_REQUIRED TASKS_
A. In the midterm election commentary, what average increase in take-home pay does the Tax Policy Center calculate?
B. List every year named in the midterm election commentary.
C. Continue the midterm election commentary from its last sentence.

_EXCERPT TO READ_
● ● ● ● ● ● ●

The Economist also underlines that in the Senate the requisite net gain of two seats means that the Democrats have to defend successfully all 24 of the seats they currently hold which are up for grabs and win two seats held by the Republicans. So, caution over their prospects there seems to me to be entirely called for.
Second, special elections. Mr Enten’s comparison in his analysis which I referenced earlier between today and 2006, when the Democrats gained 30 seats to take control of the House, is all well and good. But the consensus is that electoral district boundary changes brought in sin e then tend on balance to favour the Republicans, thereby making the Democrats’ task even harder in 2018 than the one they faced 12 years previously.
Third, the enthusiasm gap. Let’s start by keeping firmly in mind that pretty much all the data accumulated so far since Mr Trump was sworn in predates the passing of tax reform legislation last week. As things stand, only about one-third of Americans have been telling pollsters that they support the bill (ie again more or less consistent with the President’s personal approval rating!), one might imagine that its passage would do little to boost voters’ enthusiasm for Mr Trump and the Republican Party. However, ‘Obamacare’ faced similar opposition when it first passed into law and yet now enjoys majority support. Nevertheless, the shift in public sentiment did not come in time to save the Democrats in the 2010 midterms. The Republicans clearly face a similar challenge (and seem to be adopting similar tactics to ‘sell’ the tax bill); but they may have an advantage relative to the Democrats in 2010 if it is indeed the case that most Americans will see at least a modest boost (the Tax Policy Center calculates a 2.2% increase on average) to their take-home pay next year.

● ● ● ● ● ● ●

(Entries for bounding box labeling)
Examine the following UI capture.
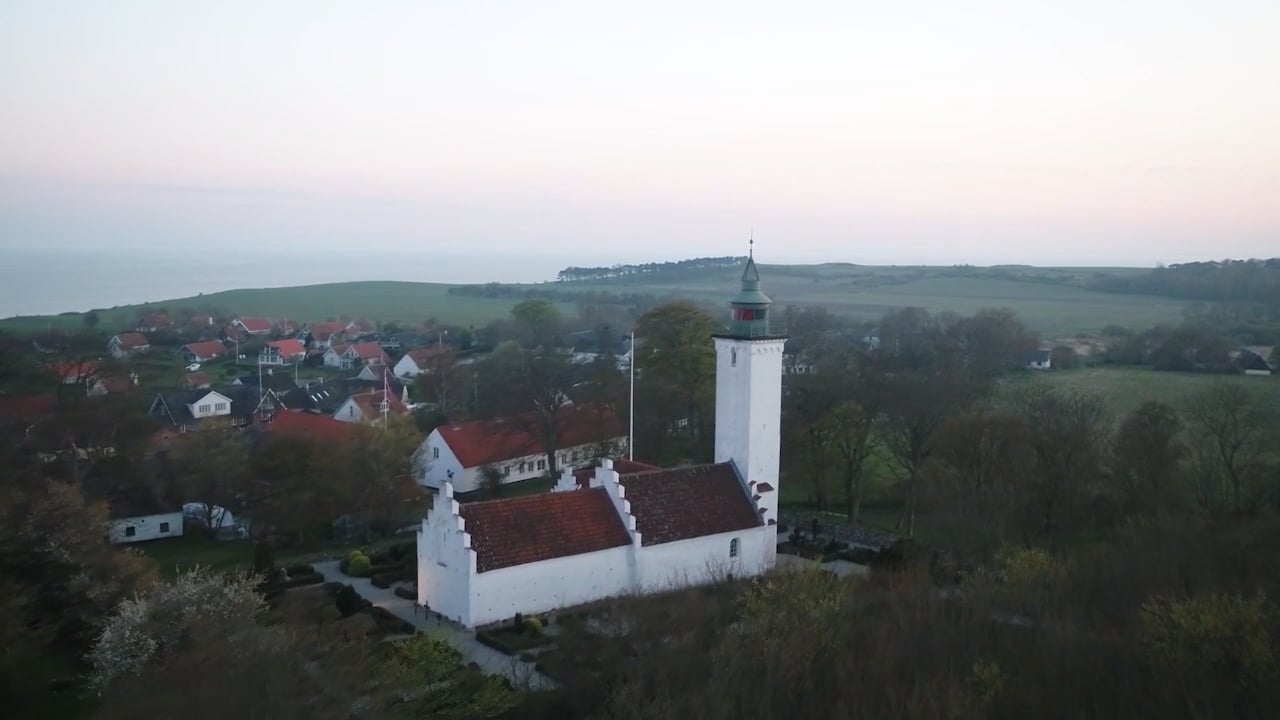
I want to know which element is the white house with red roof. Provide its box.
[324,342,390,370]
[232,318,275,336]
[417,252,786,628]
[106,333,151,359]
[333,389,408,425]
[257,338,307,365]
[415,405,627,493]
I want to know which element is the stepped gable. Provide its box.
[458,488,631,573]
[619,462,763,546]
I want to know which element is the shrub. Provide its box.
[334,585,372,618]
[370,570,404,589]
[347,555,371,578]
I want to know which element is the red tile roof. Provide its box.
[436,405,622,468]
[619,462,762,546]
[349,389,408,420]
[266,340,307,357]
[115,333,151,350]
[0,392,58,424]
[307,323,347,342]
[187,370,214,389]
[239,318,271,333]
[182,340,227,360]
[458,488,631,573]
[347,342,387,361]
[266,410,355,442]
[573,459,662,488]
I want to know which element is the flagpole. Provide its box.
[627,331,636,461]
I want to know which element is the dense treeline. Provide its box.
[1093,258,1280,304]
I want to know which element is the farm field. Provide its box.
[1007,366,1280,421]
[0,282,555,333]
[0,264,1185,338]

● ● ● ● ● ● ●

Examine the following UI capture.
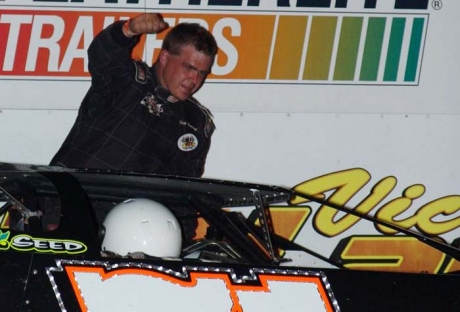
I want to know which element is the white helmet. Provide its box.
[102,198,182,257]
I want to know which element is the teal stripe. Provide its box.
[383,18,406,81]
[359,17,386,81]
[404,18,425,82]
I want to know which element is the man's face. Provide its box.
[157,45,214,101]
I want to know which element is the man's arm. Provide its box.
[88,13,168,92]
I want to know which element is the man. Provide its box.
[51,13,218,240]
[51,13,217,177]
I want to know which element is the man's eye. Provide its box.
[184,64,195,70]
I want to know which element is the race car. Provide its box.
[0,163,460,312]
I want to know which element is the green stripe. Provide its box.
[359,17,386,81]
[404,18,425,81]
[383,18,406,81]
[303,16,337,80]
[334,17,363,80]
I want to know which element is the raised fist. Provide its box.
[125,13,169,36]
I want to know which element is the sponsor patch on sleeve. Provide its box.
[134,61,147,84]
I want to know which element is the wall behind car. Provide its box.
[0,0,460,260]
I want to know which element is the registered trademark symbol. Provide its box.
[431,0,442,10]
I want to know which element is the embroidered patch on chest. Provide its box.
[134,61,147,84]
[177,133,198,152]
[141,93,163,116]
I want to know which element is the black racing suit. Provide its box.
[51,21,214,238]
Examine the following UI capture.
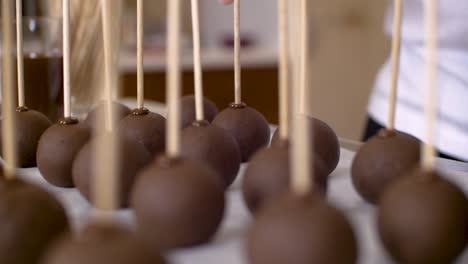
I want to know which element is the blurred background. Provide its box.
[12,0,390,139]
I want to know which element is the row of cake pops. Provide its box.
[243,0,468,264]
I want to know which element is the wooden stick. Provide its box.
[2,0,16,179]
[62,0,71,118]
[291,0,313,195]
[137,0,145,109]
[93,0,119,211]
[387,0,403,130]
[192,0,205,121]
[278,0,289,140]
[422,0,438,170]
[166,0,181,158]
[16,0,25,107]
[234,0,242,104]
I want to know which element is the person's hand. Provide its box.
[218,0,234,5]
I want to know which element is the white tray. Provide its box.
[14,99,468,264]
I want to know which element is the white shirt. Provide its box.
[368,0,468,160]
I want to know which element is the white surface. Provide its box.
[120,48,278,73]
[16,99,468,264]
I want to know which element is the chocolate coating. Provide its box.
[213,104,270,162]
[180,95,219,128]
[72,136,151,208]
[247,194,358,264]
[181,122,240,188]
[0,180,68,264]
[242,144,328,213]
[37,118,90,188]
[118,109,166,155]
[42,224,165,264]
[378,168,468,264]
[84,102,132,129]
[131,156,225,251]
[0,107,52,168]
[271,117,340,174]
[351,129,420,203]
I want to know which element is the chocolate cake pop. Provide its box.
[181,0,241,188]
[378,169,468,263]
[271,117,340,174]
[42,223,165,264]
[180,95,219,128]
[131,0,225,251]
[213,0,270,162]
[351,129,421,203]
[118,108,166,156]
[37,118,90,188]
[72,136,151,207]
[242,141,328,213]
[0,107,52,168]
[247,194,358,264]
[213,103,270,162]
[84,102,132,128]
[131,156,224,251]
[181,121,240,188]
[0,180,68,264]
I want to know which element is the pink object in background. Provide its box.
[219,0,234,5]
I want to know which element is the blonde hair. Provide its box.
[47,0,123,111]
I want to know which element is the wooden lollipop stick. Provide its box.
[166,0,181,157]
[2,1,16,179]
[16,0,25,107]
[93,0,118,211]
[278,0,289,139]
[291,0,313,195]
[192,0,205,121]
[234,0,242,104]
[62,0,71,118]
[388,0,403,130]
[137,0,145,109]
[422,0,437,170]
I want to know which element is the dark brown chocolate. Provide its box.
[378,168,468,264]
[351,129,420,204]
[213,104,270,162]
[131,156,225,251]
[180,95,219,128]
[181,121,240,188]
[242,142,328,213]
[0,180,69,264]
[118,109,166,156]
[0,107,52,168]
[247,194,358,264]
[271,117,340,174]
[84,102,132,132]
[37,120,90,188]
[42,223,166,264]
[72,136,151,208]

● ● ● ● ● ● ●

_RESULTS FOR THE EXERCISE_
A. 2.2%

B. 2006, 2010, 2018

C.
Furthermore, Republicans’ fortunes in the midterms are likely to be linked to some extent at least to Mr Trump’s personal approval ratings. History suggests that these could improve over the coming months (or they could, of course, slide further). We may be sure that the President will do everything he can to shore up and boost his ratings. Indeed, there are increasingly clear signs that he is setting the stage to deliver on at least some of his pre-election commitments on trade, which would play strongly with his base including white working class voters whom the Democrats really need to win back from him.
Fourth, ‘Sandersisation’. Although it is a fundamental rule of politics that governments tend to lose elections rather than oppositions winning them, the Democrats still need to field credible candidates. As it is, the party’s left-liberal wing, personified by Bernie Sanders and Elizabeth Warren, remains determined to pursue a ‘progressive’ agenda which could yet undermine the Democrats’ midterm prospects; and it seems currently to hold the whip-hand over the centre-moderates.
What to look out for
Despite the need for some caution it would be unwise to ignore entirely the generic national opinion polls. In this respect especially, I find the RealClearPolitics website a good source. However, let’s put those to one side for now and consider other potentially useful indicators which may prove to be more reliable.
First, special elections. There will be at least three for the House between now and 6 November, ie:
- Pennsylvania’s 18th Congressional district to be held on 13 March and won in 2016 by the Republicans 54-46%;
- Arizona’s 8th Congressional District to be held on 24 April and won in 2016 by the Republicans with 69% in a two-horse race with a Green candidate; and,
- Ohio’s 12th Congressional District, date to be announced, and won in 2016 by the Republicans with 67% of the vote.
In terms of actual ‘wins’, probably the best the Democrats could expect would be one from three. But these are still well worth watching to see if they can continue to out-perform significantly the ‘partisan lean’.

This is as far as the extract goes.